■ EXERCISE OBJECTIVE ■
Format the material below as a numbered list, dropping any blank lines.

━━━ AVAILABLE RECORDS ━━━

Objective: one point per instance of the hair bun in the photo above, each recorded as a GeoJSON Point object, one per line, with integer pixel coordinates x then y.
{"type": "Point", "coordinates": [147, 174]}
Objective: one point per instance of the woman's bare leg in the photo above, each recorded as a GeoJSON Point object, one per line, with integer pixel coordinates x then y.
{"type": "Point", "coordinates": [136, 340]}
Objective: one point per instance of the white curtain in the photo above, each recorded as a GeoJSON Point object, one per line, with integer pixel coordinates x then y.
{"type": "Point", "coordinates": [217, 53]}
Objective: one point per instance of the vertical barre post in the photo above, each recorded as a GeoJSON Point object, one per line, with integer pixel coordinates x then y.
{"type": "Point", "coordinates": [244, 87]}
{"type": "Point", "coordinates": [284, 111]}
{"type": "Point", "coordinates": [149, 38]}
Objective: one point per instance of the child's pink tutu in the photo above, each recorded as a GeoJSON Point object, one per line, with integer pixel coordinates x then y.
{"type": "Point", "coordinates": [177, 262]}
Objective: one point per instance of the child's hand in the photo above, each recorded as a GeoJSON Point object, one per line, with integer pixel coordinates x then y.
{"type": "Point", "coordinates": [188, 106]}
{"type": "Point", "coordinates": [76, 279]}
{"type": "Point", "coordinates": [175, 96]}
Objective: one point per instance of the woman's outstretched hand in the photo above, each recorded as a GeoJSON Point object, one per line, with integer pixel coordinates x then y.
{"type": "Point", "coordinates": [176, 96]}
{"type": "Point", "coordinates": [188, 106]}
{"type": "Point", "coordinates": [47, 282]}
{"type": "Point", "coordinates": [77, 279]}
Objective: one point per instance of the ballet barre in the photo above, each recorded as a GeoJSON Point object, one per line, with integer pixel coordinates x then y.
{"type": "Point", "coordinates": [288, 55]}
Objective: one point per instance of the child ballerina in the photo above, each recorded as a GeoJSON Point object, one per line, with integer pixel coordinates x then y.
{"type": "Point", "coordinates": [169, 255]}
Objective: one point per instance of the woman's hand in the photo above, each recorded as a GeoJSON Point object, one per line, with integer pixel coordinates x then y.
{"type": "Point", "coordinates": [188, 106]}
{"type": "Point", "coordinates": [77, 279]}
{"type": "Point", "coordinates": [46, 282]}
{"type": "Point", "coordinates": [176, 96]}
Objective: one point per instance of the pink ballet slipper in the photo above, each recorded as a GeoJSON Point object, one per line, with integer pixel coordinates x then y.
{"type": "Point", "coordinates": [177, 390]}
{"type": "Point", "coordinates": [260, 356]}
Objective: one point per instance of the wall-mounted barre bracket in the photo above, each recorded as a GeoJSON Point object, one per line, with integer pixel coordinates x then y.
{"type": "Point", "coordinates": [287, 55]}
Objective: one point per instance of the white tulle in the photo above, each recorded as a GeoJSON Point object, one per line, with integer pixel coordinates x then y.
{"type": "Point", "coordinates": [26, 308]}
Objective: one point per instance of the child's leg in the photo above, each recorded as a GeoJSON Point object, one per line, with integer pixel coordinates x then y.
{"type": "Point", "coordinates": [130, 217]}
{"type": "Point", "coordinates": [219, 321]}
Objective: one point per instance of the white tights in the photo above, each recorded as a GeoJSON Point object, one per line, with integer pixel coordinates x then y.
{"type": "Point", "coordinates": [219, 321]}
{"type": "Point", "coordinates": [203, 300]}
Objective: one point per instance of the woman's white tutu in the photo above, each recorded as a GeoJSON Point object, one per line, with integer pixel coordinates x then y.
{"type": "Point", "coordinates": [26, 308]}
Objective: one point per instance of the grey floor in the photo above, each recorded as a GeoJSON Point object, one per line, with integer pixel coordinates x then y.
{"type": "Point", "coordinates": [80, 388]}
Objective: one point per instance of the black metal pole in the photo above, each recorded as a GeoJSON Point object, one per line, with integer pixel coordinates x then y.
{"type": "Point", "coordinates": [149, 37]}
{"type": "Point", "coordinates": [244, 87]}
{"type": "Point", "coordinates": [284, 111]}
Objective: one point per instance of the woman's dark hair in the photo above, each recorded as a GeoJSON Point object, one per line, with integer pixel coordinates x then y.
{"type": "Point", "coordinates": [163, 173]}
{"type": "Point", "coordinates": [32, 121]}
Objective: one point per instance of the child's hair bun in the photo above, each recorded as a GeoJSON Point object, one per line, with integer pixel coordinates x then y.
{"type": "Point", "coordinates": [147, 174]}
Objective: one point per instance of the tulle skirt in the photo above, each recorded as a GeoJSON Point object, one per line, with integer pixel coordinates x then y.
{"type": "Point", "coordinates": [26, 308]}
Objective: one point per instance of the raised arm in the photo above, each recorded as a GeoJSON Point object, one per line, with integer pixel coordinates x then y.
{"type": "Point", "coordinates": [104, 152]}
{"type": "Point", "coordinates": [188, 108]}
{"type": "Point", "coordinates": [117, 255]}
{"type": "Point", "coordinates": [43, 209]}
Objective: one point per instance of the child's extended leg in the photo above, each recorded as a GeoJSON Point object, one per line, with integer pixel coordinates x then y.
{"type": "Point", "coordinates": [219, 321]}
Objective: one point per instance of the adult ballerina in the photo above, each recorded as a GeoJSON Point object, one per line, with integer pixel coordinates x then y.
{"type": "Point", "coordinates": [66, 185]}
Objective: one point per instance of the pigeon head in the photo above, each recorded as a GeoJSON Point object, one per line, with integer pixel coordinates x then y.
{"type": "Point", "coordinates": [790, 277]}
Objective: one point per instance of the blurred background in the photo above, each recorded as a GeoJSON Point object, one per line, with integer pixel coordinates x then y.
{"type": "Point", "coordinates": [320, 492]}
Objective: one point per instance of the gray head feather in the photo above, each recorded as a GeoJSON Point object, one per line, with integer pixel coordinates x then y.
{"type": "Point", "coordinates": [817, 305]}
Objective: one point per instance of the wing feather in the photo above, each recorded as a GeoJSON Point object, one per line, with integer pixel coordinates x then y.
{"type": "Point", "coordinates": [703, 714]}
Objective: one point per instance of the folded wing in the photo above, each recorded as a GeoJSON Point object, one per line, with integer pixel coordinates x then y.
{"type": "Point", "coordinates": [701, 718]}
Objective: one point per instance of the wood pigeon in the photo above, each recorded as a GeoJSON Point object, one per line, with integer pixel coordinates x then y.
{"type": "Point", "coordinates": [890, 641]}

━━━

■ EXPECTED OUTPUT ■
1. Objective: one point per instance of the hair bun in the photo above, each recorded as a GeoJSON Point object, one per line, with integer pixel coordinates x then y.
2. {"type": "Point", "coordinates": [147, 174]}
3. Objective: one point per instance of the woman's bare leg in the photo above, each recorded as a GeoJSON Point object, one per line, with integer pixel coordinates x then y.
4. {"type": "Point", "coordinates": [136, 340]}
5. Objective: one point per instance of the white curtain in the photo above, each recorded as a GeoJSON Point object, one per line, with integer pixel coordinates x then y.
6. {"type": "Point", "coordinates": [217, 53]}
7. Objective: one point per instance of the vertical barre post in the photo above, each recorded as a GeoJSON Point object, one per line, with integer pixel coordinates x then y.
8. {"type": "Point", "coordinates": [244, 87]}
9. {"type": "Point", "coordinates": [284, 111]}
10. {"type": "Point", "coordinates": [149, 38]}
11. Objective: one point per instance of the child's pink tutu in the photo above, each recorded as a GeoJSON Point object, one per line, with integer pixel coordinates x then y.
12. {"type": "Point", "coordinates": [177, 262]}
13. Objective: one point per instance of the child's hand in the photo above, each recorded as a GeoJSON Point object, one per line, with integer pixel coordinates x then y.
14. {"type": "Point", "coordinates": [188, 106]}
15. {"type": "Point", "coordinates": [76, 279]}
16. {"type": "Point", "coordinates": [175, 96]}
17. Objective: one point per instance of the woman's outstretched hand in the photo above, each recorded as a GeoJSON Point object, one per line, with integer pixel coordinates x then y.
18. {"type": "Point", "coordinates": [176, 96]}
19. {"type": "Point", "coordinates": [188, 106]}
20. {"type": "Point", "coordinates": [47, 282]}
21. {"type": "Point", "coordinates": [77, 279]}
22. Objective: one point per instance of the ballet barre in the photo above, each recorded as a GeoJSON Point object, one per line, with integer pixel coordinates x then y.
23. {"type": "Point", "coordinates": [288, 55]}
24. Objective: one point per instance of the child ballerina in the photo above, each recorded as a GeoJSON Point object, one per line, with integer pixel coordinates x then y.
25. {"type": "Point", "coordinates": [169, 255]}
26. Objective: one point per instance of the woman's hand in the photo above, each recorded as a GeoJSON Point object, one per line, with integer pixel coordinates x then y.
27. {"type": "Point", "coordinates": [188, 106]}
28. {"type": "Point", "coordinates": [77, 279]}
29. {"type": "Point", "coordinates": [46, 282]}
30. {"type": "Point", "coordinates": [176, 96]}
31. Objective: one point per instance of the pink ballet slipper in the photo above, each recorded as a GeoJSON Point object, one per line, with integer pixel coordinates x then y.
32. {"type": "Point", "coordinates": [177, 390]}
33. {"type": "Point", "coordinates": [260, 356]}
34. Objective: one point per instance of the wall-mounted barre bracket in the photo above, each recorded as a GeoJSON Point object, one per line, with integer pixel coordinates x then y.
35. {"type": "Point", "coordinates": [287, 55]}
36. Objective: one point per instance of the white tulle in the photo above, each recorded as a GeoJSON Point object, one per line, with integer pixel coordinates x then y.
37. {"type": "Point", "coordinates": [26, 308]}
38. Objective: one point per instance of the child's leg in the photo above, each recorded as a GeoJSON Point object, one per line, with integer pixel coordinates x then y.
39. {"type": "Point", "coordinates": [130, 217]}
40. {"type": "Point", "coordinates": [219, 321]}
41. Objective: one point per instance of the white tights in the photo above, each recorded as a GeoJSON Point object, one per line, with integer pixel coordinates x then y.
42. {"type": "Point", "coordinates": [219, 321]}
43. {"type": "Point", "coordinates": [203, 300]}
44. Objective: one point per instance of the woman's white tutu in the photo above, each recorded as a GeoJSON Point object, one per line, with integer pixel coordinates x then y.
45. {"type": "Point", "coordinates": [26, 308]}
46. Objective: one point per instance of the grey floor in the photo above, each recorded as a GeoJSON Point object, one per line, with integer pixel coordinates x then y.
47. {"type": "Point", "coordinates": [80, 388]}
48. Objective: one point per instance of the black metal pole in the photo above, each recorded as a GeoJSON Point object, one per line, with integer pixel coordinates x then y.
49. {"type": "Point", "coordinates": [149, 37]}
50. {"type": "Point", "coordinates": [244, 87]}
51. {"type": "Point", "coordinates": [284, 111]}
52. Objective: one point per instance of the woman's dark hair in the photo above, each recorded as a GeoJSON Point object, one per line, with integer pixel coordinates x then y.
53. {"type": "Point", "coordinates": [163, 173]}
54. {"type": "Point", "coordinates": [32, 121]}
55. Objective: one point per instance of the child's hair bun in the photo above, each recorded as a GeoJSON Point object, one per line, with integer pixel coordinates x then y.
56. {"type": "Point", "coordinates": [147, 174]}
57. Objective: one point per instance of the tulle skirt in the photo above, each recorded as a GeoJSON Point object, one per line, with integer pixel coordinates x then y.
58. {"type": "Point", "coordinates": [26, 308]}
59. Objective: one point per instance of the raised arm in the photo above, each recorded as a GeoJSON Point object, one per line, with integer pixel coordinates x then y.
60. {"type": "Point", "coordinates": [104, 152]}
61. {"type": "Point", "coordinates": [188, 108]}
62. {"type": "Point", "coordinates": [117, 255]}
63. {"type": "Point", "coordinates": [43, 209]}
64. Objective: one point per instance of the child's extended leg in the photo above, each recorded as a GeoJSON Point object, one per line, with integer pixel coordinates x then y.
65. {"type": "Point", "coordinates": [219, 321]}
66. Objective: one point per instance of the adult ballerina in the photo above, each recorded as a GeoJSON Point object, one per line, with integer pixel coordinates x then y.
67. {"type": "Point", "coordinates": [66, 185]}
68. Objective: one point per instance of the pigeon head in the photo above, each recorded as a GeoJSON Point object, one per line, with integer pixel coordinates x then y.
69. {"type": "Point", "coordinates": [790, 277]}
70. Objective: one point per instance of the blurred background in the photo above, each recorded as a GeoJSON Point object, one per line, with integer pixel coordinates x then y.
71. {"type": "Point", "coordinates": [320, 492]}
72. Objective: one point per instance of the gray head feather in the photo above, each recorded as a GeoJSON Point object, one per line, with integer pixel coordinates x then y.
73. {"type": "Point", "coordinates": [817, 305]}
74. Objective: one point per instance of the wing feather in the photo above, each recorded as a GeoJSON Point object, one per line, with integer pixel coordinates x then y.
75. {"type": "Point", "coordinates": [703, 714]}
76. Objective: one point per instance of the folded wing in the photo above, each recorded as a GeoJSON Point object, one per line, with integer pixel coordinates x then y.
77. {"type": "Point", "coordinates": [701, 718]}
78. Objective: one point per instance of the wood pigeon in the photo above, each recorded as a GeoJSON Point object, one per line, with integer pixel coordinates x then y.
79. {"type": "Point", "coordinates": [890, 641]}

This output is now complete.